**Assignment 1:** In the article on the school bathroom lawsuit, why did the Supreme Court send the case back to the appeals court instead of hearing it? Answer in one to three sentences.
**Assignment 2:** According to the article on the school bathroom lawsuit, in what year did Grimm sue the school board?

**Document text:**
──────────────────────────────

Started in 2014, the policy said that bathrooms “shall be limited to the corresponding biological genders, and students with gender identity issues shall be provided an alternative appropriate private facility.” Because this is a cruel and isolating thing to do to a teenager who just realized that he’s transgender, Grimm—who graduated from high school in 2017—refrained from using the bathroom at school, and as a result developed a urinary tract infection. With the help of the ACLU, he sued the school board in 2015.

“As Mr. Grimm contends, attempting to draw lines based on physiological and anatomical characteristics proves unmanageable,” District Court Judge Arenda Wright Allen wrote in her ruling. “[H]ow would the Board’s policy apply to individuals who have had genital surgery, individuals whose genitals were injured in an accident, or those with intersex traits who have genital characteristics that are neither typically male nor female?”

She added that the term ‘biological gender’ “allowed the Board to isolate, distinguish, and subject to differential treatment any student who deviated from what the Board viewed a male or female student should be, and from the physiological characteristics the Board believed that a male or female student should have.”

Wright Allen ruled ordered Grimm’s lawyers and the Gloucester County School Board to enter a settlement conference within thirty days. The Supreme Court was set to hear the case in March of last year, but sent it back down to the appeals court after the Trump administration reversed the federal government’s position on transgender rights. In August, the ACLU and Grimm amended his complaint after he graduated from high school.

“The district court’s ruling vindicates what Gavin has been saying from the beginning,” ACLU senior staff attorney Joshua Block said in a statement following the ruling. “These sorts of discriminatory policies do nothing to protect privacy and only serve to harm and humiliate transgender students.”

“I feel an incredible sense of relief,” Grimm said in a statement released by the ACLU. “After fighting this policy since I was 15 years old, I finally have a court decision saying that what the Gloucester County School Board did to me was wrong and it was against the law. I was determined not to give up because I didn’t want any other student to have to suffer the same experience that I had to go through.”

──────────────────────────────

**Collected material:**
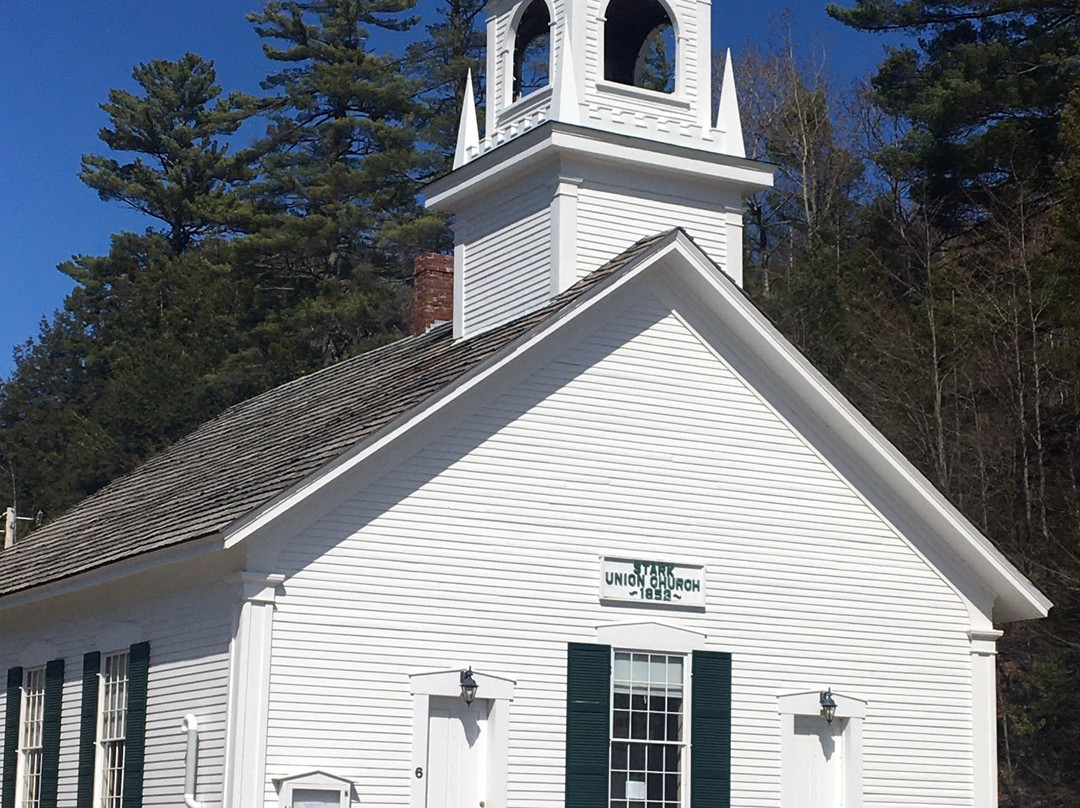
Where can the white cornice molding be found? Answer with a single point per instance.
(116, 570)
(553, 140)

──────────────────────────────

**Exercise solution 1:** The Supreme Court sent the case back to the appeals court because the Trump administration had reversed the federal government's position on transgender rights. The Court had been set to hear the case in March.

**Exercise solution 2:** 2015